カルウォヴィチ 交響詩「仮面舞踏会のエピソード」作品14
シマノフスキと同時代に活躍したポーランドの作曲家、ミェチスワフ・カルウォヴィチ(1876-1909)。ポーランド楽壇期待の星だったが、32歳という若さで亡くなっている。ワルシャワで音楽を学び、ベルリンにも留学。帰国後は作曲や指揮、自身で弦楽オーケストラを創設するなど活躍するも、ワルシャワの雰囲気が合わず1907年にタトラ山脈の街ザコパネに移り、登山家兼作曲家として活動。スキーの腕前はかなりのものだったらしいが、そのスキー中に雪崩の事故で夭逝した。悲劇の作曲家である。
ポーランドの作曲家というとショパンが圧倒的な知名度と人気を誇り、他に音楽ファンに愛される作曲家というとシマノフスキやペンデレツキといった、甘美なショパンとは正反対のような作風で有名な人たちが挙がるかもしれない。彼らの作品の記事は↓をどうぞ。
まあ他にもたくさんいるけれど、今回取り上げるカルウォヴィチは、リヒャルト・シュトラウスのようなロマンティックな交響詩に代表されるように、どの作品も美しいメロディとハーモニーが楽しめる曲ばかり。ぜひ気軽に聴いてみてほしい。カルウォヴィチが師事したバルセヴィチという作曲家はモスクワでチャイコフスキーに習ったそうで、そういう音楽の系譜を感じることもできる曲もある。また、交響詩で言えば、最初の交響詩「寄せては返す波」から順に聴くのも良いし、シンプルで技術的に易しめでカルウォヴィチ本人もリハ時間が少ないときは好んで取り上げたという連作交響詩「永遠の歌」や、あるいはR・シュトラウスを彷彿とさせる最も創造性が高い曲の一つであろう交響詩「オシヴィエンチモフ夫妻、スタニスワフとアンナ」、カルウォヴィチの悲観主義が全面に出た交響詩「悲しい物語」など、どれもこれも素晴らしい。
今回紹介したい交響詩「仮面舞踏会のエピソード」op.14は、1908年2月に着手され、未完に終わったカルウォヴィチ最後の交響詩。1911年に指揮者グジェゴシュ・フィテルベルクが補完を始め、2年かけて完成。1914年にワルシャワで初演された。自筆譜は第二次大戦で消失してしまい、このフィテルベルクがどの程度筆を入れたかはもはや不明である。カルウォヴィチが書いたのは473小節だという記録は残っている。

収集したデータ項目
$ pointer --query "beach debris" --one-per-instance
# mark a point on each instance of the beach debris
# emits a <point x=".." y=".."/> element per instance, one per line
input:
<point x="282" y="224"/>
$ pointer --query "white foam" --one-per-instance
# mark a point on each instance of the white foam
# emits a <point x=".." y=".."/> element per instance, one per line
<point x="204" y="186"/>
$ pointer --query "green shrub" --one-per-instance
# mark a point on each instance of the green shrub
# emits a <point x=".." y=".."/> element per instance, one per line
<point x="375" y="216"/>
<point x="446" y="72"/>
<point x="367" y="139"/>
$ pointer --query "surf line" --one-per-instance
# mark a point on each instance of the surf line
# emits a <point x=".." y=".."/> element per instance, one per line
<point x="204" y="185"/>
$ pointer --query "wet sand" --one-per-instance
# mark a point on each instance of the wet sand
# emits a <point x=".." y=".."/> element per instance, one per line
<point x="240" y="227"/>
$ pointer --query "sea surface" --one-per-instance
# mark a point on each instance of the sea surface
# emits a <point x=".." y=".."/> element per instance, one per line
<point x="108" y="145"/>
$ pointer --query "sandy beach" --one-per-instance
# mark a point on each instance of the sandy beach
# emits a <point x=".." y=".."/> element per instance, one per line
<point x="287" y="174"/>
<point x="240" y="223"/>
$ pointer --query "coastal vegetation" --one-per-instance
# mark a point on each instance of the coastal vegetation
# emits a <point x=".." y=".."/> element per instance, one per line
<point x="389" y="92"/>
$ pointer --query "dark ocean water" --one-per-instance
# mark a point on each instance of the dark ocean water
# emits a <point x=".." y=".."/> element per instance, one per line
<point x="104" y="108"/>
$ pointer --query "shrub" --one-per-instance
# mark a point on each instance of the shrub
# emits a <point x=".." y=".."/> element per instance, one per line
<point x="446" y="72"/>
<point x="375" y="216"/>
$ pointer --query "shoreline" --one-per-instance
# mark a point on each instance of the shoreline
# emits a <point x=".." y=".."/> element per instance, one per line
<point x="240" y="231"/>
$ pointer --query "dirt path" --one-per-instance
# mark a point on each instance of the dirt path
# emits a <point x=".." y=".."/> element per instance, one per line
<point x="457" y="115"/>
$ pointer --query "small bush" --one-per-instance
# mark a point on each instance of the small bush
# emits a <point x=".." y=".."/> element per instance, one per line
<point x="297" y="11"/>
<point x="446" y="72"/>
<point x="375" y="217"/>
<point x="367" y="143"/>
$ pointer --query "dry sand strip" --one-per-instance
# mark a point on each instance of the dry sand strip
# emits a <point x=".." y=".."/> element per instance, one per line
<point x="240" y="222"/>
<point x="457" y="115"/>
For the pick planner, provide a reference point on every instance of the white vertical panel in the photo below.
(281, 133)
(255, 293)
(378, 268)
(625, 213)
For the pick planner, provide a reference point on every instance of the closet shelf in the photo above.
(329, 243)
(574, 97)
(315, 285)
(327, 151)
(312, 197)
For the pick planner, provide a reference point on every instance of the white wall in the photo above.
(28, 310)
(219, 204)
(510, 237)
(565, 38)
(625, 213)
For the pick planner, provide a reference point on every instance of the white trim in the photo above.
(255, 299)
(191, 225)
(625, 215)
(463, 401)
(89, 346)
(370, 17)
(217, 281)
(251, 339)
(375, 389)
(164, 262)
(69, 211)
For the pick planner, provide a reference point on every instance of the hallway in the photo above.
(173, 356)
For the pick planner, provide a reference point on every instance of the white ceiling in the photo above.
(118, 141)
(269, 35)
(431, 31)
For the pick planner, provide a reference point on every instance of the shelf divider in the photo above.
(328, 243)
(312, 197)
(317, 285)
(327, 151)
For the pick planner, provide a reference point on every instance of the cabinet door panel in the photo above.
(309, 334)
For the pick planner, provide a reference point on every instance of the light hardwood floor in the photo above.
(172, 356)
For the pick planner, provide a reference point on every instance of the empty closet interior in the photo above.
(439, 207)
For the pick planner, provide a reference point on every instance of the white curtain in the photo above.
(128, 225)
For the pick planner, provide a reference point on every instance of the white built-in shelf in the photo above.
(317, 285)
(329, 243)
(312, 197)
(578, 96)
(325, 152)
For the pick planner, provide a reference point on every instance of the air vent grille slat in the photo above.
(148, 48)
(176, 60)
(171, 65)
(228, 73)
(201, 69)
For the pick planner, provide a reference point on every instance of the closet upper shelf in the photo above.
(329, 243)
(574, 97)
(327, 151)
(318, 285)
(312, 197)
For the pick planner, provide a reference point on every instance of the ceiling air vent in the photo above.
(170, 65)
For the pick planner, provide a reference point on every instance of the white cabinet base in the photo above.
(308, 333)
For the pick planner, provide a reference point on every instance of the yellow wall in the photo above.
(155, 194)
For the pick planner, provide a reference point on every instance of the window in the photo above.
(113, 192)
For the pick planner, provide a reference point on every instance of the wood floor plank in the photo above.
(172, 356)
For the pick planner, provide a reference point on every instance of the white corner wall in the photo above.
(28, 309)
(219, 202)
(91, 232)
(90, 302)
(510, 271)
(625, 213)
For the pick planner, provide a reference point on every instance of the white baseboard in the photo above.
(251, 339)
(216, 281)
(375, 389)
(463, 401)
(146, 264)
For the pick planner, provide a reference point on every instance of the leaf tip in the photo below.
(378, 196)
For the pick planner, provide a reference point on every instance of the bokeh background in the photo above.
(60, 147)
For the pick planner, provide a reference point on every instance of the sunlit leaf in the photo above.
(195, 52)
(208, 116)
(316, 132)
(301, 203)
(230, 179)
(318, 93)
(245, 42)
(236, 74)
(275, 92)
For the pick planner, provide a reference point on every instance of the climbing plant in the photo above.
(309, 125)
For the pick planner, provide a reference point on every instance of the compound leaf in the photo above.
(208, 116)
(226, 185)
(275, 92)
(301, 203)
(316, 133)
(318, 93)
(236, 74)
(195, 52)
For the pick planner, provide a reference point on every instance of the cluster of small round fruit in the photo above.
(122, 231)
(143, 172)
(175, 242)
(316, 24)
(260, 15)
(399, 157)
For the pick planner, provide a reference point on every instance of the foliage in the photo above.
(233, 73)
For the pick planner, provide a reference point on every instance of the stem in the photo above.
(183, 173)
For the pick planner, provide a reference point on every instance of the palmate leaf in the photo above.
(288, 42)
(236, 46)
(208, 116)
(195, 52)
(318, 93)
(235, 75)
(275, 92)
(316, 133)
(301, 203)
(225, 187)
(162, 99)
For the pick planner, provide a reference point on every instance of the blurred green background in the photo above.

課題一覧 ::
**A)** カルウォヴィチの紹介文によると、交響詩「仮面舞踏会のエピソード」にフィテルベルクがどの程度筆を入れたかが、現在わからないのはなぜか。一〜三文で説明せよ。
**B)** カルウォヴィチの紹介文の続きを書け。

解答一覧 ::
**A)** カルウォヴィチの自筆譜が第二次大戦で消失してしまったためである。

**B)**
カルウォヴィチは、文学・哲学においてはショーペンハウエルやニーチェに傾倒し、音楽においてはワーグナーやチャイコフスキー、リヒャルト・シュトラウスを崇拝していたという。ということは悲観的・悲劇的な内容を、ロマンティックかつド派手に表現するのが好きなんだな、と想像ができる。実際その通りの作風である。この曲は、仮面舞踏会で再会したかつての恋人同士の思いが再び燃え上がり、それもまた舞踏会の喧騒に引き裂かれるという悲劇を描いた音楽で、いかにもカルウォヴィチらしい主題とも言える。拡大されたソナタ形式、再現部以降はフィテルベルクの補筆だそうだが、メランコリックで美しいメロディや半音階を多用した色彩感、そしてスケールの大きな管弦楽法からは、彼が尊敬する音楽家たちの影響がすぐにわかるだろう。
何はともあれ、冒頭の華やかさがいい。金管と打楽器で、いかにも豪華な仮面舞踏会が始まるのだなと心躍る。主題もまた上品で、それでいてどこか不安げで、怪しさもあって、独特な雰囲気を醸し出す。中間部の変ロ短調の悲歌的なパート、ここがメインになるのだろうが、哀しくも美しい恋物語、迷い込んだイリュージョンでかりそめの一夜を踊る二人を思い浮かべながら聴くと良いのかもしれない。美しい。シャイな言い訳は仮面で隠して、ただただ酔いしれたい。再現部の後にはエピローグ的な部分がある。ここはおそらく、完全に後の創作になるのだろうが、このように静かに消え入る終わり方以外はないと、むしろ必然ですらあると思える。ああ、ああ、焦れったいような回想だこと。そうして二人はまた引き裂かれる運命なのであった。完。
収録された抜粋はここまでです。